++++ Kutipan Dokumen

Jakarta (Antaranews Bali) - Pemerintah melalui Kementerian Pendayagunaan Aparatur Negara dan Reformasi Birokrasi (PANRB) mengungkapkan dampak penerapan Sistem Akuntabilitas Kinerja Instansi Pemerintah (SAKIP) pada 2018 sebanyak 150 kabupaten/kota di 11 pemerintah provinsi dalam wilayah II berhasil menghemat anggaran sebesar Rp22,3 triliun. 

"Sedangkan secara nasional berhasil dihemat pemborosan anggaran Rp65,1 triliun," kata Menteri PANRB Syafruddin dalam keterangannya pada acara penyerahan hasil evaluasi akuntabilitas pemda wilayah II di Banjarmasin, Kalimantan Selatan, Rabu.

Sedangkan secara nasional, katanya , SAKIP 2018 telah berhasil menghemat pemborosan anggaran sebesar Rp65,1 triliun.

Wilayah II meliputi DKI Jakarta, Kalimantan, Jawa Timur, Bali, Nusa Tenggara Barat (NTB) dan Nusa Tenggara Timu (NTT).  

“Melalui SAKIP, paradigma kinerja pemerintah berubah, bukan lagi sekadar melaksanakan program kegiatan yang dianggarkan, namun bagaimana melakukan cara yang paling efektif dan efisien untuk mencapai sasaran tersebut,” ujarnya.

Ditegaskan, penerapan SAKIP memastikan anggaran hanya dipergunakan untuk membiayai program ataupun kegiatan prioritas yang mendukung pencapaian tujuan pembangunan. Penghematan anggaran terjadi dengan dihapusnya sejumlah kegiatan yang tidak penting dan tidak mendukung kinerja instansi.

Menteri Syafruddin juga menyatakan, evaluasi SAKIP bukan sebagai ajang kompetisi tentang keberhasilan mencapi indikator penilaian, melainkan lebih kepada bagaimana mendampingi dan memberi saran perbaikan untuk masalah yang dialami. 

Pihaknya akan membantu daerah dalam menyusun perencanaan, mengevaluasi pelaksanaan program, memberikan masukan, serta mengawasi target capaian program tersebut.

Mantan Wakapolri ini menjelaskan, saat ini bukan saatnya lagi bekerja hanya untuk membuat laporan, atau hanya untuk menyerap anggaran, namun sekarang waktunya bekerja fokus dari hilir ke hulu program. 

Efisiensi, kata MenPANRB, bukan hanya tentang cara memotong anggaran, tetapi juga penerapan manajemen berbasis kinerja, misalnya penerapan e-government melalui e-budgeting untuk menghindari "'program siluman" yang berpotensi penyimpangan.

++++++++
++++ Bahan

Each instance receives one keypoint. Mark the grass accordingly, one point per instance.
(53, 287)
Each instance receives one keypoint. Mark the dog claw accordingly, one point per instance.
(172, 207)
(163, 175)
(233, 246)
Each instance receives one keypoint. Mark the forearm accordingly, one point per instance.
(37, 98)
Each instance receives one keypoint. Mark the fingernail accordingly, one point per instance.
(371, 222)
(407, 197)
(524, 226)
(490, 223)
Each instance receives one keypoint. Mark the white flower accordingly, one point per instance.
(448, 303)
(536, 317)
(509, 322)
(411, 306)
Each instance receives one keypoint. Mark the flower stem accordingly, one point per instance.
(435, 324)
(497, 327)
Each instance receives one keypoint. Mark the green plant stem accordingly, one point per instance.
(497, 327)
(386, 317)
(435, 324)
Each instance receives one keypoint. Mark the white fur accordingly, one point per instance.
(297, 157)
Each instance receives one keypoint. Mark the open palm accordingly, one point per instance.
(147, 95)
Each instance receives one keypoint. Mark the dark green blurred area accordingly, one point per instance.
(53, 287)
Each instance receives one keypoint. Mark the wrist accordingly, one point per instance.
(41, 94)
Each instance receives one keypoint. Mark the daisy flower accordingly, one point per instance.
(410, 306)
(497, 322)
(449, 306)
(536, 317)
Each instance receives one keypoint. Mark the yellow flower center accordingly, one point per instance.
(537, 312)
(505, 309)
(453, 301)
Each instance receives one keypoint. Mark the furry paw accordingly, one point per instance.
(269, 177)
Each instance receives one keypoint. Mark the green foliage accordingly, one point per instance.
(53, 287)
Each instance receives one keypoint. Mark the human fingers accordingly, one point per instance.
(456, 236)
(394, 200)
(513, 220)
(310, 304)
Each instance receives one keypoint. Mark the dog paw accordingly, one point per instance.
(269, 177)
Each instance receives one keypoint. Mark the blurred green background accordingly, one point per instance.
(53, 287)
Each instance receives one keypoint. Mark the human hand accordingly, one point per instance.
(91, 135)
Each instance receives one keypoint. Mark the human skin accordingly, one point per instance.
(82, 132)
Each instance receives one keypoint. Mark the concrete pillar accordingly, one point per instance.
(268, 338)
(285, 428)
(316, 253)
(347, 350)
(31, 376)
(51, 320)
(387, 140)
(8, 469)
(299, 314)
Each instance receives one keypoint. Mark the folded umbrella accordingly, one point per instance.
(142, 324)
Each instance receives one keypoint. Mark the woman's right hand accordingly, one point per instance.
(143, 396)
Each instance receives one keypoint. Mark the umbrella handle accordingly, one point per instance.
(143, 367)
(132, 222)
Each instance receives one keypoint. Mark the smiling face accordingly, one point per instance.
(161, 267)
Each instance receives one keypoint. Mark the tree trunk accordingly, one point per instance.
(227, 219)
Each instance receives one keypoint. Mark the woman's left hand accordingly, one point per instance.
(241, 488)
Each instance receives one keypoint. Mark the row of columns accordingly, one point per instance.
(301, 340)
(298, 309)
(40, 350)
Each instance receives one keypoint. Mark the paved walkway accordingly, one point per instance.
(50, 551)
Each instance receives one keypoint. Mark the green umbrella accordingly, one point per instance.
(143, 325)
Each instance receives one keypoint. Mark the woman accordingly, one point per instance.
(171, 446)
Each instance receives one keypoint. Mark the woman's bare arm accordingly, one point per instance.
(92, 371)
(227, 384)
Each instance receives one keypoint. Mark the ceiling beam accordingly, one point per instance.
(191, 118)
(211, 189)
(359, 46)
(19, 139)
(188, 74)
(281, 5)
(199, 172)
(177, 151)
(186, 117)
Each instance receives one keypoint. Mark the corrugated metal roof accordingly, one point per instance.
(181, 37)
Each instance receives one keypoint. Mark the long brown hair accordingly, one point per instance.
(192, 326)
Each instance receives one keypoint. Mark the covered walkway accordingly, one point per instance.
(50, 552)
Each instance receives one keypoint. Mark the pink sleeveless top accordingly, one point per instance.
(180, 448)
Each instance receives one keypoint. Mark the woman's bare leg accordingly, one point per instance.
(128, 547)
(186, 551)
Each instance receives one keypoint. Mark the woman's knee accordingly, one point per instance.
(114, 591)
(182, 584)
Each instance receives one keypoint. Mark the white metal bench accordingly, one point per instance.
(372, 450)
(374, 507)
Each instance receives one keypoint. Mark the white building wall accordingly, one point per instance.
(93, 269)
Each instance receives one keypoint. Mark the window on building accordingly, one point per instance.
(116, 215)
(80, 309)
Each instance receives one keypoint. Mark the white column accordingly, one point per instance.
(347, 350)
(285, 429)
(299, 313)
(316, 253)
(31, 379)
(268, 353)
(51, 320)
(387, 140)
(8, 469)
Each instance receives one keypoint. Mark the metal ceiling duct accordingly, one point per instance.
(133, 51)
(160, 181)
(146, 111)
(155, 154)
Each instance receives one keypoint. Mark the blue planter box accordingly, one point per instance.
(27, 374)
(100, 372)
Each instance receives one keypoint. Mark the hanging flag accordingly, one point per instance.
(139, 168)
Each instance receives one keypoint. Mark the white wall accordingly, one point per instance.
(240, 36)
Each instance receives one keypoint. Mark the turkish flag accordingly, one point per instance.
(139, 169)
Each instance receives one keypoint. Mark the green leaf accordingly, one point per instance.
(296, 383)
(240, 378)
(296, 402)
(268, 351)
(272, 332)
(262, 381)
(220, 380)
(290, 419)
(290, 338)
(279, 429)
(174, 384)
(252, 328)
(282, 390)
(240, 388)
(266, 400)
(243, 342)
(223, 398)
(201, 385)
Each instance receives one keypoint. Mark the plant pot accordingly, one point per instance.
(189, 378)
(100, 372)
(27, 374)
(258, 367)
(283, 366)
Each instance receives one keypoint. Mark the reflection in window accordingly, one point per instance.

++++++++

Yang Dikerjakan:
**A.** Sebutkan semua bentuk bantuan yang menurut berita SAKIP akan diberikan pihak kementerian kepada daerah.
**B.** Terjemahkan kalimat dari berita SAKIP ini ke dalam bahasa Inggris: "Penghematan anggaran terjadi dengan dihapusnya sejumlah kegiatan yang tidak penting dan tidak mendukung kinerja instansi."
**C.** Salin bagian berita SAKIP antara "Menteri Syafruddin juga" dan "capaian program tersebut.", termasuk kedua batas itu.
Gunakan hanya berita SAKIP sebagai sumber.

Jawaban Tugas:
**A.**
- Menyusun perencanaan
- Mengevaluasi pelaksanaan program
- Memberikan masukan
- Mengawasi target capaian program

**B.** Budget savings came about through the elimination of a number of activities that were unimportant and did not support the agency's performance.

**C.**
Menteri Syafruddin juga menyatakan, evaluasi SAKIP bukan sebagai ajang kompetisi tentang keberhasilan mencapi indikator penilaian, melainkan lebih kepada bagaimana mendampingi dan memberi saran perbaikan untuk masalah yang dialami. 

Pihaknya akan membantu daerah dalam menyusun perencanaan, mengevaluasi pelaksanaan program, memberikan masukan, serta mengawasi target capaian program tersebut.